#### [Objective]
Reproduce every one of the following rows verbatim, in the same order.

#### [Recorded information]
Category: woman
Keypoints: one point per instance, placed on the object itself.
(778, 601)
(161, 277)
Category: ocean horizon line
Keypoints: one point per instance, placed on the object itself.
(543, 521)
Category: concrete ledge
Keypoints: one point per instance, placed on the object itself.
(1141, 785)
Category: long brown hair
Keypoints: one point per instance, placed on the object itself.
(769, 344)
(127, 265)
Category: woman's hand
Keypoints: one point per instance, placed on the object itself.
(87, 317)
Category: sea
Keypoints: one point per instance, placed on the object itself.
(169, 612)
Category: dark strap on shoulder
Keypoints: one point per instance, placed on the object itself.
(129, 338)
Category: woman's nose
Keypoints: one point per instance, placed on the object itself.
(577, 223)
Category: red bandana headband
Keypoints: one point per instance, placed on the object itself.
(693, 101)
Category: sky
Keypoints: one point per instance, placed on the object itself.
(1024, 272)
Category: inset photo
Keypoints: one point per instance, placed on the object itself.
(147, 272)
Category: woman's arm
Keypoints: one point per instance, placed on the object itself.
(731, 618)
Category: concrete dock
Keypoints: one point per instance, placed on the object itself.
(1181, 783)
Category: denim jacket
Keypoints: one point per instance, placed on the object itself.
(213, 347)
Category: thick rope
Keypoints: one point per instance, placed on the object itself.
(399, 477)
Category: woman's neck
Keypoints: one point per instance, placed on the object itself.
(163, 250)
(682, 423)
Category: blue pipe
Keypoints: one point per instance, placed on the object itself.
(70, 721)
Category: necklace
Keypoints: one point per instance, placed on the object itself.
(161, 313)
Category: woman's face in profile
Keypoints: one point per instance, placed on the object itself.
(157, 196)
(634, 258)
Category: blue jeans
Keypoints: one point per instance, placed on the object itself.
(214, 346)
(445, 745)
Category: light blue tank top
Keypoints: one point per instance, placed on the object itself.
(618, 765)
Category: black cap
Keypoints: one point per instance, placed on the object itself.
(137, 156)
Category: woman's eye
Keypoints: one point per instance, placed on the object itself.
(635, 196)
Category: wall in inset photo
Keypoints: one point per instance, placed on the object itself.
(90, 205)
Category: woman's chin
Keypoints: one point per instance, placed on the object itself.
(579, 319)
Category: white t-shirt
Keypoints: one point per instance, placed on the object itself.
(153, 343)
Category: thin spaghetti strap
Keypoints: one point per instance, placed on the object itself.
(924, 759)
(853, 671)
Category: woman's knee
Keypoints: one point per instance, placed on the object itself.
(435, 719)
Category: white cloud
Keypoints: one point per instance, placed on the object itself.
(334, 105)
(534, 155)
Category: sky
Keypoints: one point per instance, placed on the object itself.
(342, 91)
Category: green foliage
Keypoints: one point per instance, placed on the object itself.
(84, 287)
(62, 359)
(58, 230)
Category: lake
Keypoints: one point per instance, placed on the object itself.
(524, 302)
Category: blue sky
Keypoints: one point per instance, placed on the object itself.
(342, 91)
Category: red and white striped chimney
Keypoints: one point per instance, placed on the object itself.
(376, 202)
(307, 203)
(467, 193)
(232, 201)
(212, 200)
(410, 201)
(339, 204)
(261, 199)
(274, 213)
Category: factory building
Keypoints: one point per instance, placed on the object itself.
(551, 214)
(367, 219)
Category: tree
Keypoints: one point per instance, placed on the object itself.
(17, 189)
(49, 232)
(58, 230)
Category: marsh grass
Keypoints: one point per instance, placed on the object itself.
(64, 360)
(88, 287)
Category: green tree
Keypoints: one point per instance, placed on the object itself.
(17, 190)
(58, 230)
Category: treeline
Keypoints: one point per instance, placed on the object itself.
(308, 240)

#### [Right answer]
Category: woman
Keypoints: one point per instance, placed on the object itself.
(778, 601)
(161, 277)
Category: ocean horizon line
Keypoints: one point per instance, placed on the object itself.
(543, 521)
Category: concrete ledge
Keypoints: one point per instance, placed on the object itself.
(1141, 785)
Category: long brown hair
Keypoints: one point per instance, placed on the object itself.
(769, 344)
(127, 265)
Category: woman's hand
Keypoints: one point per instance, placed on the object itself.
(87, 317)
Category: sea
Keypoints: one point per instance, placed on the object itself.
(169, 612)
Category: dark strap on shoulder
Keypoints: one point per instance, placed on the object itself.
(129, 338)
Category: woman's nose
Keypoints: one point per instance, placed on the object itself.
(577, 223)
Category: red bandana headband
Keypoints: one point per instance, placed on the object itself.
(693, 101)
Category: sky
Keypoints: one point per instance, placed on the object itself.
(1024, 272)
Category: inset photo
Keypoints: one point per instance, placed on the object itself.
(147, 272)
Category: woman's arm
Keypoints: one point per instance, placed on the object itself.
(731, 618)
Category: concrete dock
Keypoints: one point per instance, placed on the object itself.
(1181, 783)
Category: denim jacket
Keypoints: one point per instance, placed on the object itself.
(213, 347)
Category: thick rope
Keypoints: one point per instance, placed on the object itself.
(399, 477)
Category: woman's neck
Keypoints: one point per instance, placed on the object itself.
(163, 250)
(682, 423)
Category: blue pipe
Keypoints: one point per instance, placed on the object itself.
(70, 721)
Category: necklace
Keypoints: one point per instance, placed on the object itself.
(161, 313)
Category: woman's face in profile
Keypoints: one point per instance, placed on the object itself.
(157, 196)
(634, 258)
Category: blue jeans
Keypoints: one point per instance, placed on the object itself.
(214, 346)
(445, 745)
Category: light blue tank top
Keypoints: one point per instance, placed on the object itself.
(618, 765)
Category: black cap
Keypoints: one point per instance, placed on the object itself.
(137, 156)
Category: woman's eye
Keypoints: one point per instance, placed on the object itself.
(635, 196)
Category: wall in inset photo
Keypoints: one point per instance, placed on the object itself.
(90, 205)
Category: woman's chin
Keypoints: one point per instance, placed on the object itself.
(579, 319)
Category: white t-shirt
Keypoints: one point per instance, placed on the object itself.
(153, 343)
Category: thin spaghetti strap
Keypoints: one point per instance, placed on the object itself.
(924, 759)
(853, 671)
Category: woman's knee
Keypoints: one point per instance, placed on the object itself.
(435, 719)
Category: white cloud
Keypoints: one point per instance, placed on the object itself.
(334, 105)
(534, 155)
Category: sky
Keypoints: one point per instance, placed on the object itself.
(342, 91)
Category: green foliage
Keypoints: one point per instance, placed on the object itself.
(84, 287)
(62, 359)
(58, 230)
Category: lake
Keypoints: one point per instance, placed on the object itself.
(524, 302)
Category: blue sky
Keypoints: one point per instance, placed on the object itself.
(342, 91)
Category: red and white striped chimney
Keypoints: one point per instance, placed on the object itself.
(376, 202)
(307, 203)
(467, 193)
(232, 201)
(212, 200)
(410, 201)
(339, 204)
(261, 199)
(274, 213)
Category: factory building
Keypoints: one point per instance, placed on the object itself.
(551, 214)
(367, 219)
Category: tree
Keypoints: one point per instance, placed on the object itself.
(17, 189)
(49, 232)
(58, 230)
Category: marsh grass
Keypoints: one point per instance, placed on the object itself.
(64, 360)
(88, 287)
Category: green tree
Keypoints: one point per instance, placed on the object itself.
(17, 190)
(58, 230)
Category: treeline
Keypoints: one point per instance, placed on the object itself.
(308, 240)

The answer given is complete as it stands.